Transcribe the whole listing exactly; the images stay out.
....................
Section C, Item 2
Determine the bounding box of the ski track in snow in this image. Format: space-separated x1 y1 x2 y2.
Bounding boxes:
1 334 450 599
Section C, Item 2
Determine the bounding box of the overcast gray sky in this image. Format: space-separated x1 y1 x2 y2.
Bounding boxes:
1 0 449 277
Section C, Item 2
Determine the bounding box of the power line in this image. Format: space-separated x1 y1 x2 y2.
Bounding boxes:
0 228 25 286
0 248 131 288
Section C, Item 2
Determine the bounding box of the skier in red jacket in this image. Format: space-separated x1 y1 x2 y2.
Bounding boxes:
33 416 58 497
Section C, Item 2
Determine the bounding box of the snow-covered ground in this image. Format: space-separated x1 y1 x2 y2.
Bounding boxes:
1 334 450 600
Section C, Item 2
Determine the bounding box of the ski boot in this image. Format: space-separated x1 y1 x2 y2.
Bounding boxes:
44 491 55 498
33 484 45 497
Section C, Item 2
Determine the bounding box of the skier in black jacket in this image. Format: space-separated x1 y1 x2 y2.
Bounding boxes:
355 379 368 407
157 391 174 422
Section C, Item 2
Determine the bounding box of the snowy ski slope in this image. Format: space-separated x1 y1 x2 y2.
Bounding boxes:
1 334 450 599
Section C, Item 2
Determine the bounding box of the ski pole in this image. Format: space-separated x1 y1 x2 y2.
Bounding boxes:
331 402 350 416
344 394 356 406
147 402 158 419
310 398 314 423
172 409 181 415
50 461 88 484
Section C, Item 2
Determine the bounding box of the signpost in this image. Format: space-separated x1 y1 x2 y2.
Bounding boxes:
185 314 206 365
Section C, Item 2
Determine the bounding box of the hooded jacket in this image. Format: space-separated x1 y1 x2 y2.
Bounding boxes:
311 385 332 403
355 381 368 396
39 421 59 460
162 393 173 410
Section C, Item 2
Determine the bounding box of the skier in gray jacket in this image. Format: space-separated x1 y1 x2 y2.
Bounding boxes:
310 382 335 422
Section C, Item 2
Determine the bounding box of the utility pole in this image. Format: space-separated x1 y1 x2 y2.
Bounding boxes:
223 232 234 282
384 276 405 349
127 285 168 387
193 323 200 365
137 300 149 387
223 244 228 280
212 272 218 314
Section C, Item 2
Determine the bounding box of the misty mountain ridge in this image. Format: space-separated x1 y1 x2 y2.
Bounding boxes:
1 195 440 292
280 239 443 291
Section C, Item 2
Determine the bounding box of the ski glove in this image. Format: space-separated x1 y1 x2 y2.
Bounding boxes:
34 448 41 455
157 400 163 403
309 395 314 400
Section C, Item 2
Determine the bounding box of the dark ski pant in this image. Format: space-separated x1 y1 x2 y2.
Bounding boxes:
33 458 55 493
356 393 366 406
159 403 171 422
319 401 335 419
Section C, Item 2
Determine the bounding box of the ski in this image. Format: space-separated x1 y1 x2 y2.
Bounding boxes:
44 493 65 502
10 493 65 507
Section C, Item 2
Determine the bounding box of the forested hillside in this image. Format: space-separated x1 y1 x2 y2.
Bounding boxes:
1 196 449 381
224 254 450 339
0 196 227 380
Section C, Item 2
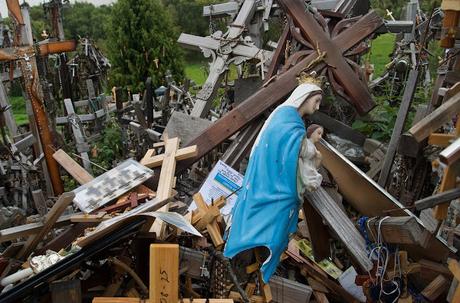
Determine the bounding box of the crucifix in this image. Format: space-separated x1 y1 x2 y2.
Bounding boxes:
178 0 273 118
221 0 369 170
177 4 383 172
43 0 73 100
3 0 77 195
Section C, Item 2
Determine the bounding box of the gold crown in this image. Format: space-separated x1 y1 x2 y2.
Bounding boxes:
297 71 323 87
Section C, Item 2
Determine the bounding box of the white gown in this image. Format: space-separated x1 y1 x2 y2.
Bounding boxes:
297 136 323 200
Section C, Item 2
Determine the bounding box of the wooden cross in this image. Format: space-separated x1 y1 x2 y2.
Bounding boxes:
178 0 273 118
62 98 92 173
3 0 77 195
143 137 198 238
92 244 235 303
191 193 225 249
178 8 383 172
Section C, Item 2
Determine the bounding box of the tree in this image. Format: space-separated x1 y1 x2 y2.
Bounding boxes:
107 0 184 92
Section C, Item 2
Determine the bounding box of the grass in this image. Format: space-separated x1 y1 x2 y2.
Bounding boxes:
185 60 239 87
368 33 396 77
185 62 208 86
9 95 29 126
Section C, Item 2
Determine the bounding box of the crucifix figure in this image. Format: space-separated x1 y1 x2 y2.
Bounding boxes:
2 0 77 195
178 0 273 118
178 3 383 172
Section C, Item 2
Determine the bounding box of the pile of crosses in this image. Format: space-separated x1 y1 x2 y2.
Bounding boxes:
....................
_Answer area_.
Section C, Item 2
Determine the bounding box of the ski track in snow in this image. Format: space-separated x1 y1 x2 y2.
Bounding boxes:
1 334 450 599
Section C, Item 2
Determine the bounding box of the overcast gray sky in this image. Format: space-separated x1 y1 x2 y2.
Bounding boxes:
1 0 449 277
Section C, Item 2
Determine the bounding box of the power line in this image. Format: space-separated x1 y1 x2 y2.
Bounding boxes:
0 228 25 286
0 248 131 288
Section C, Item 2
Determine the bounding box of the skier in red jacket in this image. Format: space-separated x1 y1 x2 y2.
Bounding boxes:
33 416 58 497
Section C, Item 2
Determine the bounding box of the snow-covered ground in this image. Format: space-separated x1 y1 x2 y2.
Bounding boxes:
1 334 450 600
Section C, Item 2
Determine the bounding box of the ski boot in this image. Format: space-separated x1 y1 x2 y2.
Bounding boxes:
44 491 55 498
33 484 45 497
Section C, Item 2
Determine the bounding box of the skier in black jacket in this image. Format: space-separated x1 y1 x2 y2.
Bounding boxes:
355 379 368 407
157 391 174 422
Section C, Item 2
Determine the bounding box of the snowy ski slope in this image. Format: space-separated x1 y1 x2 y2.
Bounding boxes:
1 334 450 599
Section C, Item 2
Determine the bounding box of the ski pole in this image. Format: space-separated x1 y1 x2 y2.
Bounding boxes:
331 402 350 416
344 394 356 406
147 402 158 419
310 398 314 423
172 409 181 415
50 461 88 484
Section C, Item 2
Determine the bounding box of the signpost in this image. Format: space-separated x1 y1 x2 y2.
Bounding boxes:
185 314 206 365
Section C, Item 2
Determine the bounding box of the hooded jacket in this image. Format: space-separated x1 y1 x2 y2.
Bounding boxes:
311 385 332 403
355 381 368 396
39 421 59 460
162 393 173 410
Section C, Item 2
Determine the bounding box of the skier in gray jacket in this image. Format: space-separated x1 y1 x2 y2.
Bounding boxes:
310 382 335 422
Section C, Item 2
Determine the bounding box of the utility pole in this image. Format: space-separated x1 y1 x2 y2.
Bounding boxes:
223 232 234 282
384 276 405 349
127 285 168 387
193 323 200 365
137 300 149 387
223 244 228 280
212 272 218 314
Section C, Item 2
Determine the bounding box of the misty mountain ridge in this image. Format: space-separated x1 y1 x2 y2.
Bounding boxes:
1 195 440 292
280 239 443 291
Section C, Item 2
Determine the bounding box of the ski glove in this image. Format: space-separated x1 y1 x2 y2.
Bounding boxes:
34 448 41 455
157 400 163 403
309 395 314 400
Section C, Item 2
Determine the bounding box of the dark ski pant in this image. Format: space-separated x1 y1 x2 y2.
Bounding boxes:
33 458 55 493
356 393 366 406
159 403 171 422
319 401 335 419
Section C, Item 2
Determine the bounding box of the ski in this image. Format: space-separated x1 y1 x2 y2.
Bounding boxes:
44 493 65 502
10 493 65 507
Section C, Item 2
Determine the bounding box of the forested hillside in this image. Format: space-separated x1 y1 x2 y2.
Bounding boxes:
1 196 449 381
224 254 450 339
0 196 227 380
Section C, Item 2
Determine the bounding box of the crucifix in this image. Format: space-separated x1 y1 x2 y2.
Bounding boxes:
178 0 273 118
221 0 369 170
177 4 383 172
43 0 73 100
3 0 77 195
Section C, Item 2
Determine the bounding box of the gold crown in this image. Format: space-separated x1 y1 x2 y2.
Bounding boxes:
297 71 323 87
Section C, Item 2
Determine the bounding box of the white gown in this image. Format: space-separated x1 y1 x2 y2.
Bounding boxes:
297 136 323 200
Section C, Item 2
Determine the bounding box of the wooden cross in this image. Format: space-separated x1 y1 x2 y2.
Bounding boxes:
178 0 273 118
62 98 92 173
3 0 77 195
143 137 198 238
92 244 235 303
191 193 225 249
178 8 383 172
Section C, Item 2
Determine the bounding box of the tree in this image. Format: space-separated x1 y1 x2 y2.
Bounding boxes:
107 0 184 92
Section C, Item 2
Determine the bounding box of the grass in this image. Format: space-separated x1 y1 x2 y2.
Bounding boxes:
185 60 239 87
368 33 396 77
185 62 208 86
9 95 29 126
Section C, Item 2
Determine the bounding box of the crucifix figure in this image. Format: space-separated x1 y1 x2 y2.
Bounding boxes:
2 0 77 195
178 0 273 118
178 3 383 172
Section C, Item 2
Determine the bounding box of the pile of crosses in this image. Format: space-separated x1 y1 x2 y2.
Bounding boxes:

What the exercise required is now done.